▶ **Required action**:
Turn the part of the items running from their first line through the line containing "box: [47, 138, 258, 144]", both included, into a JSON list of strings with one string per line and blank lines omitted.

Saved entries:
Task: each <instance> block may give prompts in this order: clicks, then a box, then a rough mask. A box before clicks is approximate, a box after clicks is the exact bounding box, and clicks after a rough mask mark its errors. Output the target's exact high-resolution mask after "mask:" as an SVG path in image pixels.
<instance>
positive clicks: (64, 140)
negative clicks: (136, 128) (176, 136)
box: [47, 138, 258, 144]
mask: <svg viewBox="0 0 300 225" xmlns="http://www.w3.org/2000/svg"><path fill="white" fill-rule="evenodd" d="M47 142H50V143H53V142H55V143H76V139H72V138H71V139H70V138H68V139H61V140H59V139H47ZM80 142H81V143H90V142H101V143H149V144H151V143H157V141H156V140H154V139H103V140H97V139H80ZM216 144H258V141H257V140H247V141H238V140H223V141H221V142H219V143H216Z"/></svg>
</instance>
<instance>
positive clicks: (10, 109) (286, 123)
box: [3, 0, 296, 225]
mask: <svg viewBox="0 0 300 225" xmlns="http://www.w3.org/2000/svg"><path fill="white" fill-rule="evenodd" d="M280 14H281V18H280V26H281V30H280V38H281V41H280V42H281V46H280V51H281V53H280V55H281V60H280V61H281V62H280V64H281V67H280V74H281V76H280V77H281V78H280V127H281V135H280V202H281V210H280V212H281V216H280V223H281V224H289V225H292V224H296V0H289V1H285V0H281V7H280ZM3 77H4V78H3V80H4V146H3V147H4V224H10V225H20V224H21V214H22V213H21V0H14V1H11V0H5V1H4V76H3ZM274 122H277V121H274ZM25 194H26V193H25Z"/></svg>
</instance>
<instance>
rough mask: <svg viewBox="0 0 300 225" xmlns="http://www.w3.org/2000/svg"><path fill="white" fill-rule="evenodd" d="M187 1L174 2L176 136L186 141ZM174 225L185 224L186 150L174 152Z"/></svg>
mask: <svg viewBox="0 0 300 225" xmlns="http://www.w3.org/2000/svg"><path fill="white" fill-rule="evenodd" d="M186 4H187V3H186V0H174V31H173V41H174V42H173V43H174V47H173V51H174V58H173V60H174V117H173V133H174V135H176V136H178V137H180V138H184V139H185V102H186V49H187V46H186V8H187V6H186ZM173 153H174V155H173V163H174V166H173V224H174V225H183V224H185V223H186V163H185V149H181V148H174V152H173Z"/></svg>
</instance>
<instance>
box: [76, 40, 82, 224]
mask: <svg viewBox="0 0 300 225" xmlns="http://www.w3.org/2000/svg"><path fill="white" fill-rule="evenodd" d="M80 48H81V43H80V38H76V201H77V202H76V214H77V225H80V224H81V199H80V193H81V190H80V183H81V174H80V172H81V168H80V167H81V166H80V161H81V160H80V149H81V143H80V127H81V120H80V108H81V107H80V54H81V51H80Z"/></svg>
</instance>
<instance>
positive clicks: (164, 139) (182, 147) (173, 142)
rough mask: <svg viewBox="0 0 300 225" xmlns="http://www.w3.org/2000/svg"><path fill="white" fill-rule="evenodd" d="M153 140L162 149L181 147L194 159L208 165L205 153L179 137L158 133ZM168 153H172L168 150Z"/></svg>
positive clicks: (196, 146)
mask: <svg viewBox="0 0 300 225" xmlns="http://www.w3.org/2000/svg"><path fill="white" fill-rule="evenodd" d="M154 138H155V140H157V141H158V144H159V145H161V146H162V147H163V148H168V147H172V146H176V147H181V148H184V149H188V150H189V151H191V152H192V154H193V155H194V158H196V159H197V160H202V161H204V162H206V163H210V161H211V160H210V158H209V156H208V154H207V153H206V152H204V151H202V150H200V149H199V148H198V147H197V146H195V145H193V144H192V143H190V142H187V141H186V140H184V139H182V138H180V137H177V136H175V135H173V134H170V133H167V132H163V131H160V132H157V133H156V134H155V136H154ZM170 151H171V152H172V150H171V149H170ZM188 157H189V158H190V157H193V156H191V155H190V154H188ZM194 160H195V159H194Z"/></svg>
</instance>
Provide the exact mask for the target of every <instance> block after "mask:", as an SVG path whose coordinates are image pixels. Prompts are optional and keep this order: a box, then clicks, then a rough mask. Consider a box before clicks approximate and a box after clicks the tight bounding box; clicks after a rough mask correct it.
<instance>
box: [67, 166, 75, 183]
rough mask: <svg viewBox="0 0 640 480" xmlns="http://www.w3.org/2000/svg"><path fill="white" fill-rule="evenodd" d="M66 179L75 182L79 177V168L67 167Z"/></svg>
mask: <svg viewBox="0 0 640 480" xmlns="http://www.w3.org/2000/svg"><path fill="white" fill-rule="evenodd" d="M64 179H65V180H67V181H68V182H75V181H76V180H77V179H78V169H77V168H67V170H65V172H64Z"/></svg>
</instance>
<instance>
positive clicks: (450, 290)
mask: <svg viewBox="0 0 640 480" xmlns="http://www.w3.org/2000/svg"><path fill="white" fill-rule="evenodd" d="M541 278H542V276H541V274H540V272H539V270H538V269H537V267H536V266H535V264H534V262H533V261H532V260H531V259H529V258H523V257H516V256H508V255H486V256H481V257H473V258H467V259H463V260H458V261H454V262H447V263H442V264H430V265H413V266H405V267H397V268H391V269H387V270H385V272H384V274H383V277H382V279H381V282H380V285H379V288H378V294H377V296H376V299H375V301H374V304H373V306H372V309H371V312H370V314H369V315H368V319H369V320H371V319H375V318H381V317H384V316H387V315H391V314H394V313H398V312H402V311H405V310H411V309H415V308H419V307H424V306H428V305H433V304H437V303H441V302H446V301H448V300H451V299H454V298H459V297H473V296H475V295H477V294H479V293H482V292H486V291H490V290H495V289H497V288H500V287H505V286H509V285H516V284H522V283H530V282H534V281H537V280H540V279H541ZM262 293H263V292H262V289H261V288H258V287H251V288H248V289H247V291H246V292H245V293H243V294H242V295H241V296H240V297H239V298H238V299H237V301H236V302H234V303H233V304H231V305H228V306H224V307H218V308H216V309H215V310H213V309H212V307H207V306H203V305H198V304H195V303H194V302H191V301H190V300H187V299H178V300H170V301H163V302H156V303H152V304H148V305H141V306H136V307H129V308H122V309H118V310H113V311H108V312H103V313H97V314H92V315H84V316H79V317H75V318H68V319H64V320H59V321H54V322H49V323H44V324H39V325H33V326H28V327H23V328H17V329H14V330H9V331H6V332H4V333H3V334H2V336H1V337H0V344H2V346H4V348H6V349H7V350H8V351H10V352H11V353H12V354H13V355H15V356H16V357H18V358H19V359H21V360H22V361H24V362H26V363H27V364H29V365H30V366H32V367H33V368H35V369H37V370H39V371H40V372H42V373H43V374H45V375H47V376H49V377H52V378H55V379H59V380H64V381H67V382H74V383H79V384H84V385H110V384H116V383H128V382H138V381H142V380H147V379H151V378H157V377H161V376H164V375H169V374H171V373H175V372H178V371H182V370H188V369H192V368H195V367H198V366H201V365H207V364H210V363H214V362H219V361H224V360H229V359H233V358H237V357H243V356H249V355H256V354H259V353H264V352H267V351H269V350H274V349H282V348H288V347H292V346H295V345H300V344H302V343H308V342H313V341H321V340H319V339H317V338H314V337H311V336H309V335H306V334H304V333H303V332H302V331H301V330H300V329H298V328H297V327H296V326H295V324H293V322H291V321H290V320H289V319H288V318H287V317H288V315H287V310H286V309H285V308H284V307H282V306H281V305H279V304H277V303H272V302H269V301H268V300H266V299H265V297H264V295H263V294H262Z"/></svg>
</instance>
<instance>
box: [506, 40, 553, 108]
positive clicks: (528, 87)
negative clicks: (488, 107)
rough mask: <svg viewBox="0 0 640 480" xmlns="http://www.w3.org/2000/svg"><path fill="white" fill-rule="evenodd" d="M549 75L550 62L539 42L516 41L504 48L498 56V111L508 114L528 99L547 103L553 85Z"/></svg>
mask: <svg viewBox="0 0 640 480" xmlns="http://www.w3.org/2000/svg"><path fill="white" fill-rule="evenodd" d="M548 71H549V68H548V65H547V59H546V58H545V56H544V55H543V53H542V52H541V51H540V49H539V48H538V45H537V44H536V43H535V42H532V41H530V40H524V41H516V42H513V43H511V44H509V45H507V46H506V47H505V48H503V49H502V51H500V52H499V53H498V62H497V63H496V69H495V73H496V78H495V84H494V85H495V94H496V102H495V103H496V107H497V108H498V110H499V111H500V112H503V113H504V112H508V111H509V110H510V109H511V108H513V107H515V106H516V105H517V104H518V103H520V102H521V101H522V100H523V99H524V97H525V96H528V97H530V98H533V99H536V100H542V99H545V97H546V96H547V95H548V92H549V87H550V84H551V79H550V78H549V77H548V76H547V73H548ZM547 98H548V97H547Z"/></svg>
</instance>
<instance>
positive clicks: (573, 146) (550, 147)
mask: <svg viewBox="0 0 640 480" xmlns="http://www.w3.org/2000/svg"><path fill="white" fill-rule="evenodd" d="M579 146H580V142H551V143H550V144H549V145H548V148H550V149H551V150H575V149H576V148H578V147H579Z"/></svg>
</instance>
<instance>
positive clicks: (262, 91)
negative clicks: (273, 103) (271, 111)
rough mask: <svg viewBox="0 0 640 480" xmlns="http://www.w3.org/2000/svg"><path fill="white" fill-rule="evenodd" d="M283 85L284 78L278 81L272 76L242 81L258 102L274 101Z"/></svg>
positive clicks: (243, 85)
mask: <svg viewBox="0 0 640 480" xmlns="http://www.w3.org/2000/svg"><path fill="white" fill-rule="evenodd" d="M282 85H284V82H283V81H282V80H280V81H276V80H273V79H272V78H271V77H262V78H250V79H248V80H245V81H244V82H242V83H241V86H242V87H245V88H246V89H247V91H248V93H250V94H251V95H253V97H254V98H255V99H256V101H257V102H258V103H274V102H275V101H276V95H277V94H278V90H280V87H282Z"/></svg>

▶ **Result of this exercise**:
[
  "Task: each <instance> block may give prompts in this order: clicks, then a box, then a rough mask. A box before clicks is approximate, a box after clicks is the exact bounding box, and clicks after a rough mask mark its errors. Output the target's exact high-resolution mask after \"mask:\" as an SVG path in image pixels.",
  "<instance>",
  "positive clicks: (64, 140)",
  "negative clicks: (136, 128) (176, 136)",
  "box: [47, 138, 258, 144]"
]